Direction:
Pick up the mailing-list thread about adding breakpoint information to siginfo on SIGTRAP right after the last line shown, and keep writing it.
## BEGIN Source extract
Encode information from breakpoint attributes into siginfo_t, which
helps disambiguate which breakpoint fired.

Note, providing the event fd may be unreliable, since the event may have
been modified (via PERF_EVENT_IOC_MODIFY_ATTRIBUTES) between the event
triggering and the signal being delivered to user space.

Signed-off-by: Marco Elver <[email protected]>
---
kernel/events/core.c | 11 +++++++++++
1 file changed, 11 insertions(+)

diff --git a/kernel/events/core.c b/kernel/events/core.c
index 8718763045fd..d7908322d796 100644
--- a/kernel/events/core.c
+++ b/kernel/events/core.c
@@ -6296,6 +6296,17 @@ static void perf_sigtrap(struct perf_event *event)
info.si_signo = SIGTRAP;
info.si_code = TRAP_PERF;
info.si_errno = event->attr.type;
+
+ switch (event->attr.type) {
+ case PERF_TYPE_BREAKPOINT:
+ info.si_addr = (void *)(unsigned long)event->attr.bp_addr;
+ info.si_perf = (event->attr.bp_len << 16) | (u64)event->attr.bp_type;
+ break;
+ default:
+ /* No additional info set. */
+ break;
+ }
+
force_sig_info(&info);
}

--
2.30.0.617.g56c4b15f3c-goog

2021-02-23 15:07:41

by Dmitry Vyukov

[permalink] [raw]
Subject: Re: [PATCH RFC 4/4] perf/core: Add breakpoint information to siginfo on SIGTRAP

On Tue, Feb 23, 2021 at 3:34 PM Marco Elver <[email protected]> wrote:
>
> Encode information from breakpoint attributes into siginfo_t, which
> helps disambiguate which breakpoint fired.
>
> Note, providing the event fd may be unreliable, since the event may have
> been modified (via PERF_EVENT_IOC_MODIFY_ATTRIBUTES) between the event
> triggering and the signal being delivered to user space.
>
> Signed-off-by: Marco Elver <[email protected]>
> ---
> kernel/events/core.c | 11 +++++++++++
> 1 file changed, 11 insertions(+)
>
> diff --git a/kernel/events/core.c b/kernel/events/core.c
> index 8718763045fd..d7908322d796 100644
> --- a/kernel/events/core.c
> +++ b/kernel/events/core.c
> @@ -6296,6 +6296,17 @@ static void perf_sigtrap(struct perf_event *event)
## END Source extract
## BEGIN Data segment
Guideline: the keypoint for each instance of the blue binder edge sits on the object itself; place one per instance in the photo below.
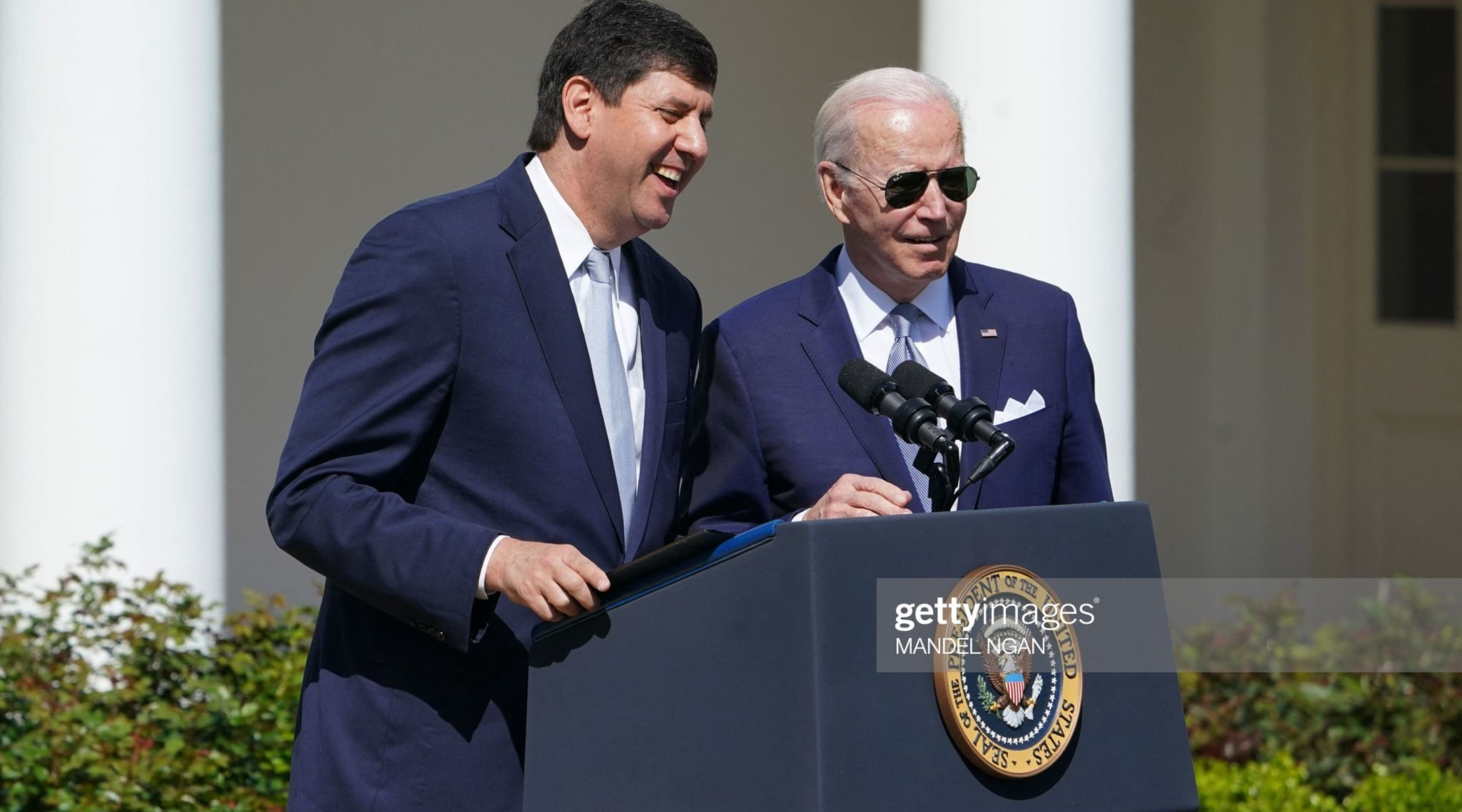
(727, 549)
## END Data segment
Result of this exercise:
> info.si_signo = SIGTRAP;
> info.si_code = TRAP_PERF;
> info.si_errno = event->attr.type;
> +
> + switch (event->attr.type) {
> + case PERF_TYPE_BREAKPOINT:
> + info.si_addr = (void *)(unsigned long)event->attr.bp_addr;
> + info.si_perf = (event->attr.bp_len << 16) | (u64)event->attr.bp_type;
> + break;
> + default:
> + /* No additional info set. */

Should we prohibit using attr.sigtrap for !PERF_TYPE_BREAKPOINT if we
don't know what info to pass yet?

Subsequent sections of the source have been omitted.